> **Assigned task**: Repeat the data below exactly. Include each line.

(Segmentation mask data)
..........

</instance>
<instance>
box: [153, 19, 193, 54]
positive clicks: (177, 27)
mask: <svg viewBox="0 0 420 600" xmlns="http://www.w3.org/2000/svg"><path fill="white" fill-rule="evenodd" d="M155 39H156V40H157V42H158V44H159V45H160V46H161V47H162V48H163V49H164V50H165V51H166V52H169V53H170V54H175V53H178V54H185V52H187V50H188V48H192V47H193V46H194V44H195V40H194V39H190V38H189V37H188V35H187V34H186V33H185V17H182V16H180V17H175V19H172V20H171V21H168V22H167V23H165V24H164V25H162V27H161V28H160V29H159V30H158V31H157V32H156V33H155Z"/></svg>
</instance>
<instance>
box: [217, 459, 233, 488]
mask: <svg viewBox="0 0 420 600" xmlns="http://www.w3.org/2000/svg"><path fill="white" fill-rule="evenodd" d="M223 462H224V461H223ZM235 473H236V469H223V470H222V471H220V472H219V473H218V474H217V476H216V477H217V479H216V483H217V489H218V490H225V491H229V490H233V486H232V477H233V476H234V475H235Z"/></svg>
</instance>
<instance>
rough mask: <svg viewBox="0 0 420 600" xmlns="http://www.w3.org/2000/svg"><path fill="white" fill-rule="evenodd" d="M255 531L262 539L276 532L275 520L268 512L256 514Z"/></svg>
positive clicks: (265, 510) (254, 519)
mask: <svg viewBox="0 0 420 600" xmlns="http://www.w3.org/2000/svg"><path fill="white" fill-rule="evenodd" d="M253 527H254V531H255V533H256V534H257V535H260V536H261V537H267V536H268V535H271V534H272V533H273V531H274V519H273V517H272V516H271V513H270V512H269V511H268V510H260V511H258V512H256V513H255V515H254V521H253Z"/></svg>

..........

> **Output of the task**:
</instance>
<instance>
box: [153, 19, 193, 54]
positive clicks: (177, 27)
mask: <svg viewBox="0 0 420 600" xmlns="http://www.w3.org/2000/svg"><path fill="white" fill-rule="evenodd" d="M155 39H156V40H157V42H158V44H159V45H160V46H161V47H162V48H163V49H164V50H165V51H166V52H169V53H170V54H175V53H178V54H185V52H187V50H188V48H192V47H193V46H194V44H195V40H194V39H190V38H189V37H188V35H187V34H186V33H185V17H182V16H180V17H175V19H172V20H171V21H168V22H167V23H165V24H164V25H162V27H161V28H160V29H159V30H158V31H157V32H156V33H155Z"/></svg>
</instance>
<instance>
box: [217, 459, 233, 488]
mask: <svg viewBox="0 0 420 600" xmlns="http://www.w3.org/2000/svg"><path fill="white" fill-rule="evenodd" d="M223 462H224V461H223ZM235 473H236V469H223V470H222V471H220V472H219V473H218V474H217V476H216V477H217V479H216V483H217V489H218V490H225V491H229V490H233V486H232V477H233V476H234V475H235Z"/></svg>
</instance>
<instance>
rough mask: <svg viewBox="0 0 420 600" xmlns="http://www.w3.org/2000/svg"><path fill="white" fill-rule="evenodd" d="M255 531L262 539L276 532L275 520L268 512L256 514Z"/></svg>
positive clicks: (265, 510) (254, 519)
mask: <svg viewBox="0 0 420 600" xmlns="http://www.w3.org/2000/svg"><path fill="white" fill-rule="evenodd" d="M253 527H254V531H255V533H256V534H257V535H260V536H261V537H267V536H268V535H271V534H272V533H273V531H274V519H273V517H272V516H271V513H270V512H269V511H268V510H260V511H258V512H256V513H255V515H254V521H253Z"/></svg>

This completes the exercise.